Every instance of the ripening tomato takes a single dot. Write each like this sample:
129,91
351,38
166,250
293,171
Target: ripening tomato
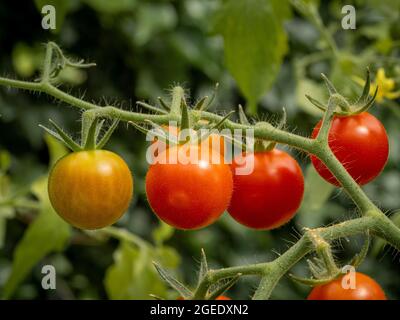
270,194
189,195
90,189
360,143
366,288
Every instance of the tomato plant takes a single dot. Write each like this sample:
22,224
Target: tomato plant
213,141
192,195
360,143
270,195
90,189
366,288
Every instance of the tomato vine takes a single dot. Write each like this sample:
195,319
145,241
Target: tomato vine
372,219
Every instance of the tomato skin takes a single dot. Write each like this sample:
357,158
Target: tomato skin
360,143
269,196
366,289
192,195
90,189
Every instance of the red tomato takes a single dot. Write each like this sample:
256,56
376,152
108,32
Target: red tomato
366,288
270,195
90,189
360,143
191,195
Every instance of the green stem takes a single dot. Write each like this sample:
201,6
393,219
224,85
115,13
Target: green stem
373,220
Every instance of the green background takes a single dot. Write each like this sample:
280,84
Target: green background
142,49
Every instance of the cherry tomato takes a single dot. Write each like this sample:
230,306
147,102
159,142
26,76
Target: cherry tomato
270,195
189,195
366,288
90,189
360,143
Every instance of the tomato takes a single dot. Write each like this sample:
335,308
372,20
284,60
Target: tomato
90,189
270,195
189,195
360,143
366,288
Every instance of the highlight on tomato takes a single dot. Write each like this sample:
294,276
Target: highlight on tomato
365,288
90,189
360,143
189,194
271,194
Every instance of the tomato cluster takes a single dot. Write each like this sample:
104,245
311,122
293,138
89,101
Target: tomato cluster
194,195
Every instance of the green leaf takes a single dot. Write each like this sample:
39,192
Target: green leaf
255,43
132,276
173,282
379,243
316,193
5,160
62,7
46,234
313,89
112,7
162,233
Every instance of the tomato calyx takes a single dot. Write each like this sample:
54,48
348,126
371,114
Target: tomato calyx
323,267
203,290
189,128
343,106
264,145
92,137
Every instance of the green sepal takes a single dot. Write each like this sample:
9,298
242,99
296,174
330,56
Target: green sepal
208,104
107,135
313,282
359,258
62,137
199,105
150,107
163,104
214,127
331,88
174,283
242,116
223,288
89,142
203,266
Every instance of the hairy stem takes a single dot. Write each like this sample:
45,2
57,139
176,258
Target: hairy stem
373,219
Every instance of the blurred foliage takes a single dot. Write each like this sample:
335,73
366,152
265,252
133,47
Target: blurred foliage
263,53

# # # #

SET TASK: Rewrite all of the material above, substituting "gets one point" for every occurrence of "takes a single dot" and keeping everything else the same. Leave out the pictures.

EXERCISE ANSWER:
Every instance of the ripening tomato gets one point. Write each like this sample:
129,91
351,38
166,250
293,171
Target: ripening tomato
270,194
189,195
90,189
360,143
366,288
Every instance of the tomato plant gets one point. Write each like this sample:
22,224
Target: tomato plant
213,141
192,195
360,143
270,195
90,189
366,288
Every instance of the tomato vine gets one point. Write each like this sample:
195,319
145,241
Target: tomato vine
372,219
Every instance of the tomato skin gets one point. Write each like this sample:
357,158
Target: tomato skin
360,143
269,196
366,289
192,195
90,189
Every instance of the red tomato gets one point. Write each like this sample:
256,56
376,152
108,32
Target: red tomato
366,288
270,195
90,189
360,143
191,195
Every instance of the green stem gets one point. Write each like this sample:
201,6
393,219
224,85
115,13
Target: green stem
373,220
Every instance of the green background gets one point. Write each like this sample:
280,84
Target: green background
142,49
Every instance of the cherry tomato gets one point. Write each like this sample:
230,306
147,102
159,142
26,76
Target: cherry tomato
270,195
189,195
366,288
90,189
360,143
Every instance of the tomato gets one point. Write each like this sample:
335,308
372,20
284,60
Target: tomato
90,189
270,195
189,195
360,143
366,288
Every instance of the highlight on tomato gets one point. Write each like this sample:
294,276
Target: highlight on tomato
365,288
90,189
360,143
189,194
271,194
Every instance of the tomato cluster gets one point. Write each like this sample:
104,245
311,122
293,138
89,101
Target: tomato cluster
194,195
Every instance of the green leaf gets one point. Write each like this sample:
39,192
Target: green leaf
255,43
132,276
173,282
379,243
316,193
5,160
62,7
46,234
313,89
112,7
162,233
Every instance of the tomato calyx gets one point. Write each like this sample:
54,48
348,126
371,114
Target: tomato calyx
323,267
203,290
189,128
343,106
264,145
92,137
Every instance of the green sepal gets one point. Write each like this sample:
9,298
242,99
296,174
330,56
Target: green sepal
208,104
107,135
313,282
359,258
62,137
199,105
150,107
163,104
214,127
331,88
174,283
242,116
223,288
89,142
203,266
Every instance of the hairy stem gets one point. Write each like this sample:
45,2
57,139
176,258
Target: hairy stem
373,219
Every instance of the blurred foliage gets one point. Write each like this sample:
335,73
366,152
265,252
133,47
Target: blurred foliage
263,53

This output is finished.